The video being referred to can be found here, and is worth the watch!

The 'touching' of objects in the description does not refer to tactile feedback.


Good point on the tactile feedback. It's a subtlety that can be hard to explain. "Touching" something in real life causes two responses, the object responding to you and you responding to the object. We address the former, but not the latter (you essentially poke the object with a virtual stick). It would be cool to try and combine this with some sort of haptic system though...

My mind was blown watching your demo, and then doubly so when I discovered you're still a pre doctoral student! Great work. Any tips for getting the most out of your phd?


Thanks! I’m finally graduating in September after 6 years, and I’ll be starting a postdoc at Stanford in the fall :-) Picking the right problems is really important, and it requires the right mix of pragmatism and wide-eyed optimism. Those things can be hard to balance.

Is this a 2d effect or can this be translated into 3d somehow? (Or maybe it already is? Hopefully this question makes sense.)


A lot of its strength comes from not depending on 3D information - which means you don't need to know the geometry. If you have the geometry you can use the two together to greater effect. This is something I’m hoping to work on in my postdoc.

IDV alone doesn't give you 3D though. Part of why these results are so impressive is that we sidestep the problem of 3D reconstruction, which is very hard, and which people thought you would need in order to do what we do. In fact, when I first showed other researchers these results, a common reaction was "Wow! How did you get such a good 3D model for that bush???"

What problems in graphics still remain? Do you have an interest in something to solve next?


The graphics research community has proven extremely adaptable over the years. It used to be that graphics was mostly rendering and ray tracing, but faced with the prospect of becoming victims to their own success, the research community seems to have really embraced other ideas ans applications. Visualization, human computer interaction, computational photography, vision, fabrication… today, SIGGRAPH (the top publication in graphics) seems to be more of a standard than a limited group of topics. This makes graphics a very exciting field. It’s wide open, so it's a great community to try creative off-the-wall ideas (The Visual Microphone is a good example of something that isn't "typical" graphics, but we published at SIGGRAPH)

This is pretty neat! I am curious as to how the program is able to identify objects, especially in a messy visual scene. According to my understanding of the video, it appears as though only a single object (e.g. the bush or the jungle gym) was targeted in each scene for IDV. However, in a natural environment and in your videos, I am sure these tiny vibrations occur in all objects in the scene (e.g. the planter or other parts of the jungle gym). Does your program distinguish between these objects and target a specific part of the scene, or does it compute the range of motion for all parts of the scene?

I am also curious about the scale of the forces in the video. Am I correct in assuming that an abnormally large force would make objects appear "rubbery"? For example, would a strong breeze make IDV difficult to create?

Thank you for your time and for the cool research!

- **WORK INSTRUCTIONS**
• 1. In the thread about interactive dynamic video, repeat the passage starting at "Thanks! I’m finally" and ending at "question makes sense.)".
• 2. Answer these from the thread about interactive dynamic video:
(a) How many years will the researcher have spent before graduating in September?
(b) Where will the researcher start a postdoc in the fall?
(c) What does the thread name as the top publication in graphics?
• 3. Go on with the thread about interactive dynamic video from its last line.
The material after this thread comes from a different source.

- **DATA RECORDS**
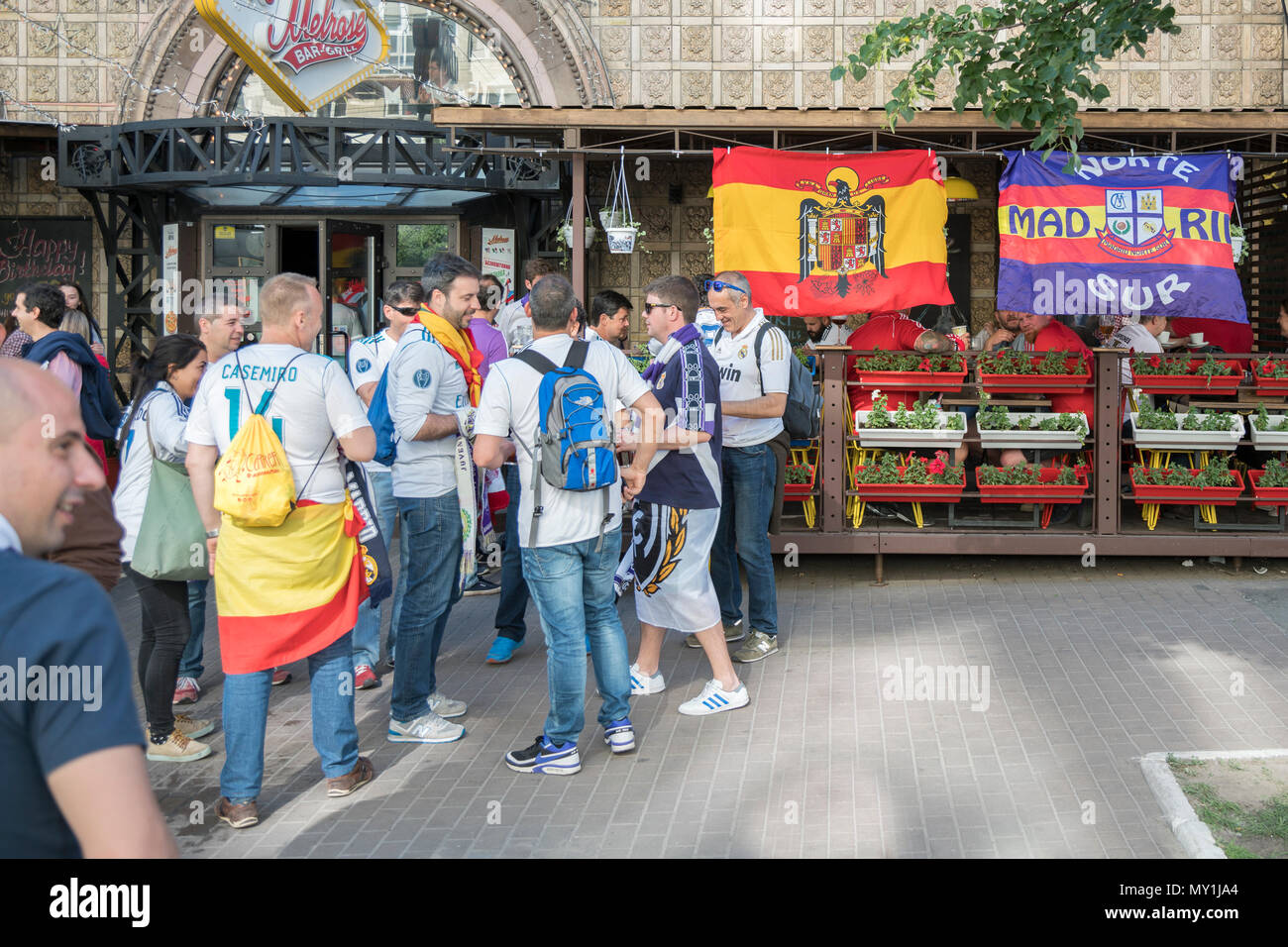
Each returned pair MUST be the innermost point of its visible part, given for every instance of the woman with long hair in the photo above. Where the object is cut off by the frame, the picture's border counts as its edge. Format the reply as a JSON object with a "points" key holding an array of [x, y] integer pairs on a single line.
{"points": [[162, 385], [76, 299]]}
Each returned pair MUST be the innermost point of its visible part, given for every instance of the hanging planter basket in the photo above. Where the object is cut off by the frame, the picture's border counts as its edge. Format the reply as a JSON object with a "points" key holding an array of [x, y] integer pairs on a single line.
{"points": [[619, 224]]}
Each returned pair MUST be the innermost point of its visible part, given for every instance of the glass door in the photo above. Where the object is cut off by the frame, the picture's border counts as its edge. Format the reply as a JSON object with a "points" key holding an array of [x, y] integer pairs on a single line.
{"points": [[352, 282]]}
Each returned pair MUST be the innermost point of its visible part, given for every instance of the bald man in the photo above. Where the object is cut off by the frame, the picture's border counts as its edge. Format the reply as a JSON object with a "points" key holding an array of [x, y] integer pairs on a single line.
{"points": [[75, 781]]}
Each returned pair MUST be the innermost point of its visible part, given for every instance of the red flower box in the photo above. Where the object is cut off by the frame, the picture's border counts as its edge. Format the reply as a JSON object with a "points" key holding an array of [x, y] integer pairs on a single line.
{"points": [[800, 489], [1192, 384], [912, 380], [910, 492], [1269, 385], [1186, 496], [1267, 496], [1037, 384], [1037, 492]]}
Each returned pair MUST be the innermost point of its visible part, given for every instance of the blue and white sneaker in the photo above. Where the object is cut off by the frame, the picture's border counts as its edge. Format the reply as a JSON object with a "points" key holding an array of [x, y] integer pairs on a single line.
{"points": [[644, 684], [712, 699], [619, 736], [545, 757]]}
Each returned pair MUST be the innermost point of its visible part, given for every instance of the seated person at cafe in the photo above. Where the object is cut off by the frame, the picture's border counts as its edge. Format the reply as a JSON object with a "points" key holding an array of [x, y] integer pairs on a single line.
{"points": [[892, 331], [1004, 333]]}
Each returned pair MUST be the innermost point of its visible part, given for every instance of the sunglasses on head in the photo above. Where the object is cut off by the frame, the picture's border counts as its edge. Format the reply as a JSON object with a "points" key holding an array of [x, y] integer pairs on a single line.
{"points": [[717, 286]]}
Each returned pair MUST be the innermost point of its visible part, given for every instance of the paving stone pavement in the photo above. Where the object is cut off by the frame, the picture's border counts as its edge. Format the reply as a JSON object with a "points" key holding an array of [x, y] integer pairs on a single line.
{"points": [[1087, 669]]}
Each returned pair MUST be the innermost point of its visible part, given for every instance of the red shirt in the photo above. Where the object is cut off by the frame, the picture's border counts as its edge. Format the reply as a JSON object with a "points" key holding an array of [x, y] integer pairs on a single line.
{"points": [[889, 333], [1060, 337]]}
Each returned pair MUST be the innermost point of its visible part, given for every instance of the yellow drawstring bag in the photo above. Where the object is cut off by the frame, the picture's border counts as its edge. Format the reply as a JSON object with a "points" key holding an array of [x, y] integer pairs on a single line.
{"points": [[253, 479]]}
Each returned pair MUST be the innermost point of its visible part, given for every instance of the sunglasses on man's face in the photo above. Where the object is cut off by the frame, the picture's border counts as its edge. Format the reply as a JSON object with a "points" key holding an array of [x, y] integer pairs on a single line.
{"points": [[719, 286]]}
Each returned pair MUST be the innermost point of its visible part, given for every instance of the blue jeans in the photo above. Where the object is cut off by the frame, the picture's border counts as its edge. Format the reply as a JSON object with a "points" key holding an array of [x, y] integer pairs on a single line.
{"points": [[432, 527], [189, 665], [366, 633], [514, 590], [574, 589], [747, 483], [246, 714]]}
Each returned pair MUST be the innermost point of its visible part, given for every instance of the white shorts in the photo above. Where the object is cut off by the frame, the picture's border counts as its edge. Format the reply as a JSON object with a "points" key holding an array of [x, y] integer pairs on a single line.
{"points": [[673, 573]]}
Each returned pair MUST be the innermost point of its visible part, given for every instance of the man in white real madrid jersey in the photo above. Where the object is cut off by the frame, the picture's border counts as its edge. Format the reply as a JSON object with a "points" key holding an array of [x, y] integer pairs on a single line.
{"points": [[752, 398], [368, 361]]}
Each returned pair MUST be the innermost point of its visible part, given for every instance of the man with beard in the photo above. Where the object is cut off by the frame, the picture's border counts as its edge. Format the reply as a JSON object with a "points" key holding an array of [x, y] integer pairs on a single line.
{"points": [[433, 373]]}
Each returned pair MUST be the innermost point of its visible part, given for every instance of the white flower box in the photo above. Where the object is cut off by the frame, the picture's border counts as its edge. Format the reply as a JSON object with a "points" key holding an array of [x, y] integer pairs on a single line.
{"points": [[1188, 440], [1269, 440], [1034, 440], [939, 436]]}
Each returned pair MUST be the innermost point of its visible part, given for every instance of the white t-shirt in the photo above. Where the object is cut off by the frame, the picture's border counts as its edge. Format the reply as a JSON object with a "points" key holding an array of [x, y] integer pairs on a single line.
{"points": [[509, 408], [739, 380], [312, 407], [165, 415], [368, 361], [423, 379], [835, 334]]}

- **LIST OF ANSWERS**
• 1.
Thanks! I’m finally graduating in September after 6 years, and I’ll be starting a postdoc at Stanford in the fall :-) Picking the right problems is really important, and it requires the right mix of pragmatism and wide-eyed optimism. Those things can be hard to balance.

Is this a 2d effect or can this be translated into 3d somehow? (Or maybe it already is? Hopefully this question makes sense.)

• 2.
(a) 6 years
(b) Stanford
(c) SIGGRAPH

• 3.
Thanks! In some cases the object can be isolated by the frequencies at which it vibrates. While a lot of motion could be going on, individual objects tend to have something like a signature in the frequency domain. By only using certain frequencies we essentially filter out the objects that move at other frequencies. This doesn't always work though, and in some cases we just apply a mask to the image. The segmentation is easier if you use the spectral info, but applying a mask to one image is also pretty easy.

I should note that for objects that have a lot of damping, whether they are in the background or not, you often need a mask (because their frequency response is broad spectrum)

Does your method generate a kind of 3D model based on observed movements in the source video, then map the texture of the moving object to that 3D model? Or does it instead warp the texture in order to produce the movements? It looks a bit like the latter, but I couldn't be sure and wanted to ask.

This looks like it would be great for quick and easy displays like in the example video, but doesn't seem to scale well. That is to say that, past a certain point, it doesn't look like you can keep throwing more data at it to make it more realistic. What do you think are the biggest limitations of this tech?


One of the technique's biggest strengths is that it doesn't rely on a 3D model. That's why I can walk outside my apartment and capture one of these things with just a cell phone and a tripod.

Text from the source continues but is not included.